→ What you have to do: Reproduce, word for word, only the lines of the listing below that run from the line with "Locate the white baseboard" up to and including the line with "column 53, row 209".

** Begin Data for this exercise **

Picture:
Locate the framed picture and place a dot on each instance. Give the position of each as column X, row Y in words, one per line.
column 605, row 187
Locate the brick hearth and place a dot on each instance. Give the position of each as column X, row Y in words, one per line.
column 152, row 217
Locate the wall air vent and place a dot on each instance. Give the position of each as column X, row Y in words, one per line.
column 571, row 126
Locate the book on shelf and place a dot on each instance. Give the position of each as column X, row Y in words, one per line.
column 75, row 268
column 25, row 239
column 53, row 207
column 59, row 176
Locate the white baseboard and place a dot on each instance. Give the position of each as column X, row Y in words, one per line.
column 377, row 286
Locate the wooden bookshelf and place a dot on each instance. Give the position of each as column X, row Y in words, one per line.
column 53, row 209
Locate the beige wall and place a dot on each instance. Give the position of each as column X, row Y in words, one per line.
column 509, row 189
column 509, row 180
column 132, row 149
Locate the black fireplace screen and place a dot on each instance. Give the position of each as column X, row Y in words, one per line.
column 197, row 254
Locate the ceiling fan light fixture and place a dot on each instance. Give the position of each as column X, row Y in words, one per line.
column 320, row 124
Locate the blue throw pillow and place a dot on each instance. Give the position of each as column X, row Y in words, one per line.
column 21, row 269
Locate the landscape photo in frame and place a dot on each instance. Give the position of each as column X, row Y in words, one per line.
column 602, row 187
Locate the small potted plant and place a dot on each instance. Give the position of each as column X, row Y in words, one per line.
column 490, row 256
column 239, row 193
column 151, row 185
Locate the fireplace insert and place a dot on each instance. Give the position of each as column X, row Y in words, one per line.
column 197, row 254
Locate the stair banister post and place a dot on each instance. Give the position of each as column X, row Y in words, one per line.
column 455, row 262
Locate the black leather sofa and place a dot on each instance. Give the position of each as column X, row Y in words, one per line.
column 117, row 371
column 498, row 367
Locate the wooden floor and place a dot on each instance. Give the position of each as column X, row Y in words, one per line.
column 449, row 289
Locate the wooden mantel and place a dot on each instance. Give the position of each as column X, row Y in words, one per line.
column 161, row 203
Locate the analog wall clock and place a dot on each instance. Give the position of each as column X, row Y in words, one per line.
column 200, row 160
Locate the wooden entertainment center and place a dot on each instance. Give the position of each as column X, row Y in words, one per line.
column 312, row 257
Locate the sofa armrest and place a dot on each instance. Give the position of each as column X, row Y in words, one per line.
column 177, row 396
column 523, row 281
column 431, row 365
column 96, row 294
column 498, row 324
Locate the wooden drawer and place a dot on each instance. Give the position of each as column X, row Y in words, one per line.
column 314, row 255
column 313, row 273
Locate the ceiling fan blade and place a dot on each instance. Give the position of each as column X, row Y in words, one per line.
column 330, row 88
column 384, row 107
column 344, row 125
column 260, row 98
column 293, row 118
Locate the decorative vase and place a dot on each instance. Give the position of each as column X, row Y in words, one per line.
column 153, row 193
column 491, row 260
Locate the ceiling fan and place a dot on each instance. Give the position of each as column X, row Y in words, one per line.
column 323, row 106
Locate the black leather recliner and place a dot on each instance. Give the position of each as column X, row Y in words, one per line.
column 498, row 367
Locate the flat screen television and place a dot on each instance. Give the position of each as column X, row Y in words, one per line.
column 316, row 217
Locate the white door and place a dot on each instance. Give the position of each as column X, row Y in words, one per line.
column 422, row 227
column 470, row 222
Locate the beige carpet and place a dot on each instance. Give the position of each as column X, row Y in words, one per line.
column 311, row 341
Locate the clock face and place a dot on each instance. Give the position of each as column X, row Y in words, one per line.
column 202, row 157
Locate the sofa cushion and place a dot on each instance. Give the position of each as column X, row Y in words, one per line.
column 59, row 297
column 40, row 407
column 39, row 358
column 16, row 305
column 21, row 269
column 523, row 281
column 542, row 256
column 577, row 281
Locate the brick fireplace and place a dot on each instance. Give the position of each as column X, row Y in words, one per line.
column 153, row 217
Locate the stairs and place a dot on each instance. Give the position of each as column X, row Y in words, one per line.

** End Data for this exercise **

→ Output of the task:
Locate the white baseboard and place a dot on each instance. Give the position of each as column X, row Y in words, one per line.
column 377, row 286
Locate the wooden bookshelf and place a dot on each instance. Give the position of each as column X, row Y in words, one per line.
column 53, row 209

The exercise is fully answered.